## Task to complete
Answer these questions from the text about the Judicial Panel on Multidistrict Litigation:
1. In what year did Congress establish the Panel?
2. Who appoints the members of the Panel?
3. In which building is the Office of the Clerk of the Panel located?

## Extract to read
The United States Judicial Panel on Multidistrict Litigation (J.P.M.L. or the Panel) is a special body within the United States federal court system which manages multidistrict litigation. It was established by Congress in 1968 by , and has the authority to determine whether civil actions pending in two or more federal judicial districts should be transferred to a single federal district court for pretrial proceedings. If such cases are determined to involve one or more common questions of fact and are transferred, the Panel will then select the district court and assign a judge or judges to preside over the litigation. The purpose of the transfer or "centralization" process is to conserve the resources of the parties and their counsel, as well as the judiciary, thus avoiding duplication of discovery and preventing inconsistent pretrial rulings.

The Chief Justice of the United States, currently John Roberts, appoints the members of the Panel, which is composed of no more than seven United States federal judges serving on either district courts or courts of appeals. All panel members must be from different judicial circuits. In addition to their participation on the Panel, the members continue to serve as judges for the courts to which they were originally appointed. The Panel convenes hearings in various locations around the country to facilitate the participation of parties and their counsel.  The Office of the Clerk of the Panel is located at the Thurgood Marshall Federal Judiciary Building in Washington, D.C.

## Provided material
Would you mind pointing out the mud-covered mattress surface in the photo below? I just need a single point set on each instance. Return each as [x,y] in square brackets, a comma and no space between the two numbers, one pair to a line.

## Response below
1. 1968
2. The Chief Justice of the United States, currently John Roberts
3. The Thurgood Marshall Federal Judiciary Building in Washington, D.C.